>> Begin TASK INPUT

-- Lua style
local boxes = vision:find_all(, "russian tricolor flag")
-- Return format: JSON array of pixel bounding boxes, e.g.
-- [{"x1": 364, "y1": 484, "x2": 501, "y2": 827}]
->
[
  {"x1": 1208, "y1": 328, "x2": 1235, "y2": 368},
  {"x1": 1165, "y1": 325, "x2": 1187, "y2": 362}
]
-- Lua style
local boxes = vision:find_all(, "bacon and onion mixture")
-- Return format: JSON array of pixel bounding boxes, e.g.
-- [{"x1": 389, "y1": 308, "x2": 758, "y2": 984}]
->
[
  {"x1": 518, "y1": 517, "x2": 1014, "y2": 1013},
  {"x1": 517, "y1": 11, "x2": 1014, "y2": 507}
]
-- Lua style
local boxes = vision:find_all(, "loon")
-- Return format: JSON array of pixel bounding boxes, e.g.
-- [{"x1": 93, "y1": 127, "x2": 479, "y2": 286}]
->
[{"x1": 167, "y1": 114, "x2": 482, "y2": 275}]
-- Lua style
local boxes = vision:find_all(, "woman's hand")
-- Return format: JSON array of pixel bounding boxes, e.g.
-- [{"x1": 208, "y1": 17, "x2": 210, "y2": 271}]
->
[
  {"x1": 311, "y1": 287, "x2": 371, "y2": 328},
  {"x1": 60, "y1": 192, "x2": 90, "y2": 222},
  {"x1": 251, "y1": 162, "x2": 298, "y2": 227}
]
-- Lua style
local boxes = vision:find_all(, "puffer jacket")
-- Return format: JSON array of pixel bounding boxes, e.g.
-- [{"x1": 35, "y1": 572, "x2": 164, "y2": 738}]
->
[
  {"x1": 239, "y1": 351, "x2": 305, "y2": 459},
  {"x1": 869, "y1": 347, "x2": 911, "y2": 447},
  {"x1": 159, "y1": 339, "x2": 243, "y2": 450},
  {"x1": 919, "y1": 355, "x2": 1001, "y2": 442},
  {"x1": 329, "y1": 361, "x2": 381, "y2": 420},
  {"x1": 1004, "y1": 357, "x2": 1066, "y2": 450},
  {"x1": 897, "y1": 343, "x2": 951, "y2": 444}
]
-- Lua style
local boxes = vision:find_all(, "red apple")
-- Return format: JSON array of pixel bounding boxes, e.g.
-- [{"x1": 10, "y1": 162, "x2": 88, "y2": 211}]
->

>> End TASK INPUT

## SHORT EXERCISE
Count the lines in the listing above that contain the string "vision". State only the number.

## THE COMPLETED TASK
6